=== Record extracts ===
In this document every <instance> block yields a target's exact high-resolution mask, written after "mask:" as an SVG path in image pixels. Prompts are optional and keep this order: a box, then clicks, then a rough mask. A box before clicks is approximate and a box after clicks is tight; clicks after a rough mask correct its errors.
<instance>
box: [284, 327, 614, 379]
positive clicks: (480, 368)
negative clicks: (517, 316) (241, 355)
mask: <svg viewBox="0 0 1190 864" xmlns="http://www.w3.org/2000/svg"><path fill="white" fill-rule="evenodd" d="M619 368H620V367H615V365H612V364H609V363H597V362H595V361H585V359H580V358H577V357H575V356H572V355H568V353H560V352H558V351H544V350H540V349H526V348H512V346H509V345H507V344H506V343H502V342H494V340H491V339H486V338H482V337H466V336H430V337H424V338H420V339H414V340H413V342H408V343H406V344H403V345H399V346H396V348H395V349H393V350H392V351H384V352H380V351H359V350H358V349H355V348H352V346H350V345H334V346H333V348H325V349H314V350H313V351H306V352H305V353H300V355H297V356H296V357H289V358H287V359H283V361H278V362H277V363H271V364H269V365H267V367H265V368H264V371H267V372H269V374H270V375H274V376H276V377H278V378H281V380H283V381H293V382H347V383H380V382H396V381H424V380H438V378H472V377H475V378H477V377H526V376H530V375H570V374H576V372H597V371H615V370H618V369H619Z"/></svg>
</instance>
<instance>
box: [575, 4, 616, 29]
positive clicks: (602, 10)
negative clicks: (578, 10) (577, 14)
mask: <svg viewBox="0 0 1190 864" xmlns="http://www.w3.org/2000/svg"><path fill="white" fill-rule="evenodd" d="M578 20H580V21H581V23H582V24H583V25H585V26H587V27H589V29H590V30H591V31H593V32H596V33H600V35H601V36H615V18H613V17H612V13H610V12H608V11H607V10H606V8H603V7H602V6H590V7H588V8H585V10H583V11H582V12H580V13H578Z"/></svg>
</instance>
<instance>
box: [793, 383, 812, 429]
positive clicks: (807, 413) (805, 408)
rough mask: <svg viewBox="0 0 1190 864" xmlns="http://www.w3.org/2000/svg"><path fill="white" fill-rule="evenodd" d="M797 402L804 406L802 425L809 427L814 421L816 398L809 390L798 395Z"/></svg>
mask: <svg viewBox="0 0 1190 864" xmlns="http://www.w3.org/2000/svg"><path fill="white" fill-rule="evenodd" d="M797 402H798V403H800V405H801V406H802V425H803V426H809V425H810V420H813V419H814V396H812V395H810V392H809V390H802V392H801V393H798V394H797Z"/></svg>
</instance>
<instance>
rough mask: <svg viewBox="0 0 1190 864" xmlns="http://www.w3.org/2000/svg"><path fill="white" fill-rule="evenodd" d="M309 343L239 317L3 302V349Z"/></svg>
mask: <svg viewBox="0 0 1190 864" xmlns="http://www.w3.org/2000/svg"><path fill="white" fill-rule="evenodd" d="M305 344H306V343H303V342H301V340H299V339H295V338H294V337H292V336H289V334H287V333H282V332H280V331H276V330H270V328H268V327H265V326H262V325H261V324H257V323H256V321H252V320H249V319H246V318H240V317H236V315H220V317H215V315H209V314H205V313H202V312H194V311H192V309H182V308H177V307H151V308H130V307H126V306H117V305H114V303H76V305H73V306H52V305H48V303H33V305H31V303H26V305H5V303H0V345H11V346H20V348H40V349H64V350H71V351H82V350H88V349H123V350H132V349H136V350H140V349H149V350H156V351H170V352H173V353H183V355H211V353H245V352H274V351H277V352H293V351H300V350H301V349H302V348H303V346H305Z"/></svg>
===
**Required action**
Whenever the string "positive" shows up in a line of the records, copy that line.

**Written solution**
positive clicks: (480, 368)
positive clicks: (602, 10)
positive clicks: (807, 413) (805, 408)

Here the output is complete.